● **Task input**

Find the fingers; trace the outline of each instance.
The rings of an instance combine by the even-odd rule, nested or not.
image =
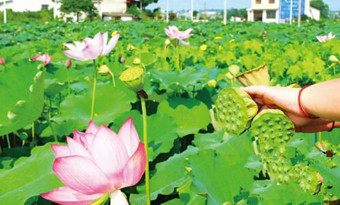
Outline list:
[[[263,98],[268,86],[250,86],[242,87],[241,89],[246,91],[249,95],[255,98]]]
[[[306,132],[306,133],[313,133],[313,132],[322,132],[322,131],[329,131],[333,127],[333,122],[325,119],[317,119],[313,120],[311,123],[302,126],[296,127],[296,132]]]

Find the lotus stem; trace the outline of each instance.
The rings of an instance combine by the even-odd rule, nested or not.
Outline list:
[[[11,149],[11,141],[9,140],[9,135],[6,134],[6,140],[7,140],[7,145],[8,145],[8,148]]]
[[[55,142],[58,142],[58,137],[57,137],[57,135],[55,134],[54,129],[53,129],[53,126],[52,126],[52,123],[51,123],[51,118],[52,118],[52,100],[51,100],[51,97],[48,98],[48,101],[50,102],[50,107],[49,107],[49,111],[48,111],[47,121],[48,121],[48,124],[49,124],[50,127],[51,127],[52,134],[53,134],[53,137],[54,137],[54,141],[55,141]]]
[[[321,142],[321,140],[322,140],[322,134],[321,132],[318,132],[318,142]]]
[[[93,115],[94,115],[94,103],[95,103],[95,98],[96,98],[96,88],[97,88],[97,68],[96,68],[96,63],[94,61],[92,104],[91,104],[91,116],[90,116],[91,120],[93,120]]]
[[[34,121],[32,122],[32,142],[34,142]]]
[[[150,175],[149,175],[149,154],[148,154],[148,123],[147,123],[147,113],[145,99],[141,97],[142,114],[143,114],[143,139],[144,139],[144,149],[146,155],[146,167],[145,167],[145,194],[146,194],[146,205],[150,205]]]
[[[71,85],[70,85],[70,69],[67,69],[67,93],[71,94]]]
[[[181,68],[181,60],[180,60],[180,50],[179,50],[179,41],[177,40],[177,45],[176,45],[176,53],[177,53],[177,70],[180,71],[182,70]]]
[[[115,88],[116,87],[116,79],[115,79],[115,74],[110,71],[110,75],[112,77],[112,85]]]

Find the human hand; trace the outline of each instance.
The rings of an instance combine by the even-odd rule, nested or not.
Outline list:
[[[250,86],[241,88],[263,109],[280,109],[294,123],[297,132],[317,132],[329,130],[332,121],[325,119],[311,119],[304,116],[298,103],[298,88]]]

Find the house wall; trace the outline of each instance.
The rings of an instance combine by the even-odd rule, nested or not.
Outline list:
[[[15,12],[23,11],[40,11],[42,5],[48,5],[48,9],[53,8],[53,2],[51,0],[12,0],[6,4],[7,9],[12,9]],[[3,10],[3,5],[0,6]]]
[[[320,20],[320,10],[310,7],[306,9],[306,15],[309,16],[312,19],[315,19],[317,21]]]
[[[103,0],[101,12],[125,13],[127,9],[126,0]]]
[[[267,9],[278,9],[279,0],[274,0],[274,3],[269,3],[269,0],[261,0],[260,4],[257,4],[258,0],[251,0],[251,5],[253,10],[267,10]]]
[[[127,9],[126,0],[93,0],[93,3],[100,16],[103,16],[103,12],[125,13]],[[6,4],[6,8],[12,9],[15,12],[40,11],[42,5],[48,5],[48,9],[53,9],[54,17],[61,17],[64,20],[72,19],[73,21],[77,18],[75,14],[63,14],[59,10],[61,0],[56,0],[55,3],[52,0],[12,0]],[[3,6],[0,6],[0,10],[3,10]],[[82,14],[80,20],[85,19],[85,17]]]
[[[275,0],[274,3],[269,3],[270,0],[251,0],[251,8],[248,9],[248,21],[261,21],[266,23],[280,23],[287,22],[290,18],[291,0]],[[297,18],[299,13],[299,0],[292,0],[292,17]],[[268,12],[270,15],[267,15]],[[275,18],[273,12],[275,11]],[[301,0],[301,14],[320,19],[320,11],[310,7],[310,0]],[[271,18],[269,18],[271,17]]]

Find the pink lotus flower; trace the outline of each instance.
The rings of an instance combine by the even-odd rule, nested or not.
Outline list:
[[[128,204],[120,189],[137,184],[146,166],[132,118],[118,134],[90,121],[85,133],[75,130],[73,135],[67,145],[52,145],[52,169],[65,186],[41,196],[58,204],[89,204],[110,195],[111,204]]]
[[[329,40],[335,38],[335,35],[333,35],[333,33],[330,32],[326,36],[316,36],[316,38],[319,40],[319,42],[323,43],[323,42],[326,42],[326,41],[329,41]]]
[[[44,55],[36,55],[34,58],[30,59],[31,61],[41,61],[44,63],[44,66],[48,65],[51,63],[52,58],[50,55],[48,55],[47,53]]]
[[[64,43],[64,46],[70,49],[64,51],[64,54],[79,61],[94,60],[100,55],[108,55],[116,46],[119,36],[119,33],[113,36],[108,44],[107,32],[104,34],[97,33],[93,39],[85,38],[83,42],[74,41],[74,44]]]
[[[179,31],[177,26],[169,26],[168,29],[164,28],[164,32],[171,39],[178,39],[180,43],[187,45],[187,46],[189,45],[189,43],[183,41],[183,39],[190,38],[192,36],[191,31],[192,31],[192,28],[189,28],[185,31]]]
[[[5,64],[6,64],[6,61],[5,61],[4,58],[1,58],[1,57],[0,57],[0,64],[1,64],[1,65],[5,65]]]

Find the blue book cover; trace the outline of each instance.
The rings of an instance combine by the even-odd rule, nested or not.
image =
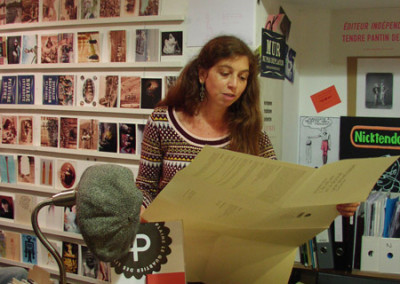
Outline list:
[[[57,75],[43,75],[43,104],[58,105]]]
[[[32,105],[35,103],[35,76],[18,76],[18,104]]]
[[[2,183],[16,183],[15,161],[12,155],[0,155],[0,176]]]
[[[22,234],[22,261],[37,264],[38,246],[36,236]]]
[[[17,76],[3,76],[1,81],[1,104],[15,104],[17,93]]]

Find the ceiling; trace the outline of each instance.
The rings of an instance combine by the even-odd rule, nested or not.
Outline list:
[[[399,0],[280,0],[279,2],[328,9],[400,8]]]

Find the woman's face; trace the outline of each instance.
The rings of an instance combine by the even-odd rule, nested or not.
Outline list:
[[[247,86],[249,59],[237,56],[222,59],[209,70],[199,71],[200,83],[205,84],[208,103],[228,108],[236,102]]]

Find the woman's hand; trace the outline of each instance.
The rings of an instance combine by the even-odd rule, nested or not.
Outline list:
[[[140,223],[147,223],[147,220],[142,217],[144,210],[146,210],[146,208],[142,205],[140,207]]]
[[[357,211],[358,206],[360,203],[344,203],[336,205],[337,211],[339,211],[340,215],[344,217],[351,217]]]

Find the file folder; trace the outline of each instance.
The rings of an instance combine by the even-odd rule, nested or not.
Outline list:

● **Activity**
Please state how many lines in the preceding material contain the word "each", with no other output.

● **Output for this task**
10